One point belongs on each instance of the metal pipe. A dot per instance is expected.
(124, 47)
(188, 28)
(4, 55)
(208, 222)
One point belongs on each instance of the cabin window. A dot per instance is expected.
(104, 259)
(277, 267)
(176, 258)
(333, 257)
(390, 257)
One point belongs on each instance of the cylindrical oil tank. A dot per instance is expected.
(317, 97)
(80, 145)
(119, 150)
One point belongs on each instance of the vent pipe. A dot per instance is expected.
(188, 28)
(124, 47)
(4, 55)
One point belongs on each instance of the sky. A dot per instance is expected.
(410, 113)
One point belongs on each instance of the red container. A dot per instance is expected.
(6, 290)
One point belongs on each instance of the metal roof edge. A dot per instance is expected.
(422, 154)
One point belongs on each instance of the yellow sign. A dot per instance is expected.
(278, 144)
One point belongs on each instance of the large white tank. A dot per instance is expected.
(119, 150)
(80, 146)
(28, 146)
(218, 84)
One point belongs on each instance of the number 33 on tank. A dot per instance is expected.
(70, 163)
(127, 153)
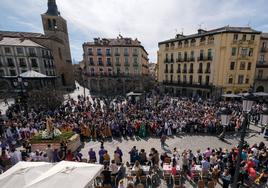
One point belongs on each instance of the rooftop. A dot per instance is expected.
(21, 34)
(264, 35)
(202, 32)
(119, 41)
(12, 41)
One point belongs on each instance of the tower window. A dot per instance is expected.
(54, 24)
(60, 54)
(49, 24)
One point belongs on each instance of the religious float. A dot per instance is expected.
(53, 136)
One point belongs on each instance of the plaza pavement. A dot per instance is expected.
(181, 142)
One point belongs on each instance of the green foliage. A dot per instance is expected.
(46, 98)
(63, 136)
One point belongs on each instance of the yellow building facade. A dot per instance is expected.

——————

◆ Problem statement ◆
Can you rewrite the whole listing above as a numbered list, with blank lines and pictures left out?

◆ Worked answer ◆
1. One point belongs on each instance of the metal pipe. A dot per instance is expected.
2. (124, 47)
3. (188, 28)
4. (4, 55)
5. (208, 222)
6. One point belongs on each instance of the cabin window. A dot per instance is expected.
7. (104, 259)
8. (277, 267)
9. (176, 258)
10. (333, 257)
11. (390, 257)
12. One point belongs on each instance of the cylindrical oil tank. A dot per instance is expected.
13. (317, 97)
14. (80, 145)
15. (119, 150)
16. One point belongs on each instance of the vent pipe. A dot per instance is expected.
17. (188, 28)
18. (124, 47)
19. (4, 55)
20. One point belongs on each instance of the sky. A dot per instance is expected.
21. (410, 113)
22. One point belongs on each instance of the red container. A dot per instance is expected.
23. (6, 290)
24. One point belongs on each instance of the metal roof edge. A dot per instance is expected.
25. (422, 154)
26. One point belongs on each instance of the yellow sign. A dot per instance is expected.
27. (278, 144)
28. One point belongs on each instance of the large white tank. A dot per instance is expected.
29. (119, 150)
30. (80, 146)
31. (28, 146)
32. (218, 84)
33. One point belongs on each instance of the number 33 on tank. A dot per instance is expected.
34. (70, 163)
35. (127, 153)
36. One point belongs on each instance of the rooftop. A dot per instance is expected.
37. (21, 34)
38. (264, 35)
39. (202, 32)
40. (119, 41)
41. (12, 41)
42. One point belongs on each instance of the tower window. A dot per instance is expected.
43. (54, 24)
44. (60, 54)
45. (49, 24)
46. One point belongs on each instance of the religious float. A dot per instance is expected.
47. (53, 136)
48. One point belongs on each instance of the plaza pavement. A dot per instance is expected.
49. (181, 142)
50. One point belongs on each instance of the green foliage. A dot per instance is expected.
51. (46, 98)
52. (63, 136)
53. One point belongs on each instance of the yellow building facade. A dot per instance is expected.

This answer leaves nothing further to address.